** Opening Extracted entries block **
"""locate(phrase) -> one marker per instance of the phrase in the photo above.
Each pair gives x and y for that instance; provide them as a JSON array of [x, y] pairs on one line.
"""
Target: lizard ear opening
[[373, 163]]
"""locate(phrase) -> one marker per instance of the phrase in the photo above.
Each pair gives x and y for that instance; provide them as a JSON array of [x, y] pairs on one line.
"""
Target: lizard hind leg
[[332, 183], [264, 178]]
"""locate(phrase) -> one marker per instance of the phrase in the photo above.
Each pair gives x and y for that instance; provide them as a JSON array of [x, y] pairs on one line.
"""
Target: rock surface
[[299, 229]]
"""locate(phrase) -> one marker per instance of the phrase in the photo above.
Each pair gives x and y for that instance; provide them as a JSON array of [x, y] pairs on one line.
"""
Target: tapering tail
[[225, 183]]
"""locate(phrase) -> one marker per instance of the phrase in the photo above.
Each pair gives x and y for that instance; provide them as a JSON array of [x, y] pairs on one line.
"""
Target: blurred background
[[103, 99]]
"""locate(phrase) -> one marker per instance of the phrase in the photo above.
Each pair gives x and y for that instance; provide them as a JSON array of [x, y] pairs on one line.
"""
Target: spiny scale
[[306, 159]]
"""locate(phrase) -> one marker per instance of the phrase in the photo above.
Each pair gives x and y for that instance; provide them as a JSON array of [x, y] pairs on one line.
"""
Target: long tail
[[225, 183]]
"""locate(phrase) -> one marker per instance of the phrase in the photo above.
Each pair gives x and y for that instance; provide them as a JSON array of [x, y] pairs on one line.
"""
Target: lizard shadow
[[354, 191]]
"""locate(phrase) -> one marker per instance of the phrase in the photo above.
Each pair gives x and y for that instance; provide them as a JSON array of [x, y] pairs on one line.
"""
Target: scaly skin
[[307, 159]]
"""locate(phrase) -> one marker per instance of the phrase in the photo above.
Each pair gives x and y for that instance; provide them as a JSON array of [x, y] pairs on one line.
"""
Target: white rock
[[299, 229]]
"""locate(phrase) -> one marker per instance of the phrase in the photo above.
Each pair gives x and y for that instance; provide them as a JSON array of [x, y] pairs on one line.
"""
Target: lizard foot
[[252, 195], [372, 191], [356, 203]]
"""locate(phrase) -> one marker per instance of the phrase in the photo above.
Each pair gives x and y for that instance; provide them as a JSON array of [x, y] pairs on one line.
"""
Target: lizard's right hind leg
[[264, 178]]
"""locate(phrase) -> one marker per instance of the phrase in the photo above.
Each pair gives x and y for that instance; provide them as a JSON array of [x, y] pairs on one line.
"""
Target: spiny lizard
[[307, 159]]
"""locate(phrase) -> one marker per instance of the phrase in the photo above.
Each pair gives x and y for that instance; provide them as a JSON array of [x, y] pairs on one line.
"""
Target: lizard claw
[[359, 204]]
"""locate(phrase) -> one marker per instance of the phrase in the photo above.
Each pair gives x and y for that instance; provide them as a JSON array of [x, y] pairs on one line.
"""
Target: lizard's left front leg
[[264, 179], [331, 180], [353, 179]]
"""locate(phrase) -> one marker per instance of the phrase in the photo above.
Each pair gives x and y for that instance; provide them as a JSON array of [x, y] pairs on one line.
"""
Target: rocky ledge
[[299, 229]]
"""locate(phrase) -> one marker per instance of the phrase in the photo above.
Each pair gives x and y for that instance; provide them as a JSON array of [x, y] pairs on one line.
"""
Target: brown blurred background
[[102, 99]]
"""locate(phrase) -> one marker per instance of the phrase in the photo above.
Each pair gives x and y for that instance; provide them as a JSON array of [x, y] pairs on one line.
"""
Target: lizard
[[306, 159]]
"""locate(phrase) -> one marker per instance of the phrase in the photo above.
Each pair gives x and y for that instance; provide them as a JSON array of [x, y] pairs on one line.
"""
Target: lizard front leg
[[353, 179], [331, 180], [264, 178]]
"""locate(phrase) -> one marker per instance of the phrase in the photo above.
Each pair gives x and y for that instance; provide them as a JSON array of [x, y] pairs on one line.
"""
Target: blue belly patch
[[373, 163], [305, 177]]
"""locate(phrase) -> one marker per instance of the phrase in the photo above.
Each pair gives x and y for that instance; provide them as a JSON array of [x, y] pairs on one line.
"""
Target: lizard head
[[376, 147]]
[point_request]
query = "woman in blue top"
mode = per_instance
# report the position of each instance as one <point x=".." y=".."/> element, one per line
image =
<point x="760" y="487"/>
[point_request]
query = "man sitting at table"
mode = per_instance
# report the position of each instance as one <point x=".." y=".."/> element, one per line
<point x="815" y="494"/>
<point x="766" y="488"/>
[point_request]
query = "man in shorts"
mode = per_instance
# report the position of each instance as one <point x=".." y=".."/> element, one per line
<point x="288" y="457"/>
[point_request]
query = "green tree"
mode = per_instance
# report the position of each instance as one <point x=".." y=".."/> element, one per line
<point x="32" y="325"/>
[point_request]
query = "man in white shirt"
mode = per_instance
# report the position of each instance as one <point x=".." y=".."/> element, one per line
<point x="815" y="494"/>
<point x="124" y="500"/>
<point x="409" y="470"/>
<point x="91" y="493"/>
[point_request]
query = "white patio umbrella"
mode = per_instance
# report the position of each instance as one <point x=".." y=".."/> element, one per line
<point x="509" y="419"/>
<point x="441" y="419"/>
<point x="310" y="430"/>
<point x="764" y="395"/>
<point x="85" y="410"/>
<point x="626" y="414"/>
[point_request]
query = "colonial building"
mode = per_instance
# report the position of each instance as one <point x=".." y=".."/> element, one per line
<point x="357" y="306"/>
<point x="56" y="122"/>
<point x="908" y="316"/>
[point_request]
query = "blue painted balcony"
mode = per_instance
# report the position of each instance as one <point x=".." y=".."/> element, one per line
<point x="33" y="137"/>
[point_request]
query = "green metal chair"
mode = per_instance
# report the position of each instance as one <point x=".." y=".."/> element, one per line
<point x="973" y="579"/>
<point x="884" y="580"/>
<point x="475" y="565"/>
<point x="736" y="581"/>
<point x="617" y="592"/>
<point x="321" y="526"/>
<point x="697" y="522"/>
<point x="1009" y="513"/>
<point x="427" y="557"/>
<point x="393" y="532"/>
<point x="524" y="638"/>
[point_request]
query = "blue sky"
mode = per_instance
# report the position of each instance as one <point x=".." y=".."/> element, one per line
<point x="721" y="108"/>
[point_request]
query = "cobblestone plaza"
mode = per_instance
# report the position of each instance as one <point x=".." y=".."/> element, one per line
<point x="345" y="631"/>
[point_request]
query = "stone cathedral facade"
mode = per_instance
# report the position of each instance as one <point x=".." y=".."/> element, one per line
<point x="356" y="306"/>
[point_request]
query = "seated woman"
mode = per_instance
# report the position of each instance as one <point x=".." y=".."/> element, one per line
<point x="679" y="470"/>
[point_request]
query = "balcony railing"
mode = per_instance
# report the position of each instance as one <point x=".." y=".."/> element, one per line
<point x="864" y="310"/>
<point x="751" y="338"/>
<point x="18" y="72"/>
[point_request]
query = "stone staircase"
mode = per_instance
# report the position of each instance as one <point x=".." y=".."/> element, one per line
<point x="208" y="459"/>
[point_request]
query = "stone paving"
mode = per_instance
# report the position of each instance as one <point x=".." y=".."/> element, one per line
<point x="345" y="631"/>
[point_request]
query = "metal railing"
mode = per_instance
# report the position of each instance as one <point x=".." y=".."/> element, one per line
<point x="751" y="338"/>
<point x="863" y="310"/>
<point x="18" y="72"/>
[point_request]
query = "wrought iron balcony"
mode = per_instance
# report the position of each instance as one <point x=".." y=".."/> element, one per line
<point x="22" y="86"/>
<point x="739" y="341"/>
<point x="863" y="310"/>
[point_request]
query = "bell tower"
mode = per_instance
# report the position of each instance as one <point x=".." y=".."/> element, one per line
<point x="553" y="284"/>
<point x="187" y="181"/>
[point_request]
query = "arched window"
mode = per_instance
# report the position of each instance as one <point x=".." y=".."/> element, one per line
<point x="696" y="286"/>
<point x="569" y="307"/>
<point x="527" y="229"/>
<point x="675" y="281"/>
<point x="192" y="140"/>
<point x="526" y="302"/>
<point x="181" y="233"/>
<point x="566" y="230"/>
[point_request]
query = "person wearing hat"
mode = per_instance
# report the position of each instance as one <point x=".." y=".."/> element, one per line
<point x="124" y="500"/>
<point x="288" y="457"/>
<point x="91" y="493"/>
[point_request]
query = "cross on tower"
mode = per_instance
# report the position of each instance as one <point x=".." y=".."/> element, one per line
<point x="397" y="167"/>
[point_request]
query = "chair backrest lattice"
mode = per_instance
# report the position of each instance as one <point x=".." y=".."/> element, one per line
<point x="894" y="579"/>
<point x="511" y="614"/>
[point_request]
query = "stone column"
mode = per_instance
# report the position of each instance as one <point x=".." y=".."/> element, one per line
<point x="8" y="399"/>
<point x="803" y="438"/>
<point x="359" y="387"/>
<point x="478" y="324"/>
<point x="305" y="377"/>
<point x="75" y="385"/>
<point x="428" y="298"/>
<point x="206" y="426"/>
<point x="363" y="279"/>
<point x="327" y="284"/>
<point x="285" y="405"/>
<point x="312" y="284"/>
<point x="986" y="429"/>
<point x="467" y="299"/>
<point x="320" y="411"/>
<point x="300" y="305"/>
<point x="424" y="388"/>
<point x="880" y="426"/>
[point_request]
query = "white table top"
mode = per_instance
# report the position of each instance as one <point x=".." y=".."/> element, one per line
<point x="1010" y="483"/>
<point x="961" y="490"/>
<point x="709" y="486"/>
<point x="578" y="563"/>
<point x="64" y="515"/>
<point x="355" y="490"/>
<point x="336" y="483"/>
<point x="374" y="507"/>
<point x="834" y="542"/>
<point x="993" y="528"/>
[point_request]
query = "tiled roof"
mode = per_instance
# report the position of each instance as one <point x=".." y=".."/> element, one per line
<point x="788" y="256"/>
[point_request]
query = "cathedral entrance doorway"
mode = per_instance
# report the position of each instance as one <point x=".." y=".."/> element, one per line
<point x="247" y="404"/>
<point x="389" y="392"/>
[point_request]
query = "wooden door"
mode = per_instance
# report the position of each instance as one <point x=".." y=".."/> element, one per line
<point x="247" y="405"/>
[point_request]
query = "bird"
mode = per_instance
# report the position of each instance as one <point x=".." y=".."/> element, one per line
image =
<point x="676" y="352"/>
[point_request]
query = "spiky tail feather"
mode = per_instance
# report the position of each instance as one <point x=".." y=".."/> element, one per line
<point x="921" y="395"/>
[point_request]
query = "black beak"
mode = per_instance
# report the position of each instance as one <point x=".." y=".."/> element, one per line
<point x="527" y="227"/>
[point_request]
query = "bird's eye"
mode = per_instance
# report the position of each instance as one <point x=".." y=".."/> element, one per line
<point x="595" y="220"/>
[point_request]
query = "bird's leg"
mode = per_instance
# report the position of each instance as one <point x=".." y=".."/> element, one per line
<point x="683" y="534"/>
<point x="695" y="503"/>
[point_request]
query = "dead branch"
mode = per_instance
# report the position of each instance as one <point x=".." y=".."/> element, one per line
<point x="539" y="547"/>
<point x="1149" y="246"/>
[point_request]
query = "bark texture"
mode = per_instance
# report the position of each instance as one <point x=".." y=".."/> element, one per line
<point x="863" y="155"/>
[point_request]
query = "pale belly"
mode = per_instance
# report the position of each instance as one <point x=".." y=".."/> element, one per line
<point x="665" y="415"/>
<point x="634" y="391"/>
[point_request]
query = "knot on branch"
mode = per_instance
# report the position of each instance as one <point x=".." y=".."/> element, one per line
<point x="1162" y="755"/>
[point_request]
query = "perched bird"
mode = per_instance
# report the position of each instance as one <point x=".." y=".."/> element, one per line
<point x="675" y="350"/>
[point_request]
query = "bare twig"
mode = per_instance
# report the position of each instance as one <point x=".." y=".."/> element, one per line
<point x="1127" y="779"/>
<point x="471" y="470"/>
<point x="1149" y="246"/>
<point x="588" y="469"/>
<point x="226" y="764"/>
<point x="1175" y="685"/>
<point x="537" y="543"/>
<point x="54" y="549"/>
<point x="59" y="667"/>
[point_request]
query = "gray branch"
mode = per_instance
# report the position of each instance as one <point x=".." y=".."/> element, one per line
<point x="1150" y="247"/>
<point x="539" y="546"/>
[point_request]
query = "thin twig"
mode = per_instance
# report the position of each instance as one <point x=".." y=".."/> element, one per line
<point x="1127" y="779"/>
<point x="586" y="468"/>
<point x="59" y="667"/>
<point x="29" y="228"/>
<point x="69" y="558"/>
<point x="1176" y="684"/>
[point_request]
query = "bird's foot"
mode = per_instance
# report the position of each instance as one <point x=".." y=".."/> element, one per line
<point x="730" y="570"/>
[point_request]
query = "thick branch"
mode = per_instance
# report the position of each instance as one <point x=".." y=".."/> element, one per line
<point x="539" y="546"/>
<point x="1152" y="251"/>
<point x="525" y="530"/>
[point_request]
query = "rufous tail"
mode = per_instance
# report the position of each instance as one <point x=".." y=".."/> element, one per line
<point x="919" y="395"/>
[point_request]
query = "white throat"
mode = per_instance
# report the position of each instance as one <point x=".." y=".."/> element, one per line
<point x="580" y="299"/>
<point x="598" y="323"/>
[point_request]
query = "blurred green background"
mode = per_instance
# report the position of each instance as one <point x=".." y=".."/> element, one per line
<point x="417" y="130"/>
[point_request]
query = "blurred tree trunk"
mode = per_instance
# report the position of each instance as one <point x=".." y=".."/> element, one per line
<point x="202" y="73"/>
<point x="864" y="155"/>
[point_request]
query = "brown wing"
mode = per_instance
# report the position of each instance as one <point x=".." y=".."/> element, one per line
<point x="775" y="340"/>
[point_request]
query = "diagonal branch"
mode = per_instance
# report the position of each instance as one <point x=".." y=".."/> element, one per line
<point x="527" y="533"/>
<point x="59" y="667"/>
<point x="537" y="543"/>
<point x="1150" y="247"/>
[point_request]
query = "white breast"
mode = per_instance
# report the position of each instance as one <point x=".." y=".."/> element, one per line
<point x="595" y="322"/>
** Closing Extracted entries block **
What you are asked to do |
Using the records above, list each line that includes "metal".

Solution for this problem |
query = "green metal chair"
query = "metal railing"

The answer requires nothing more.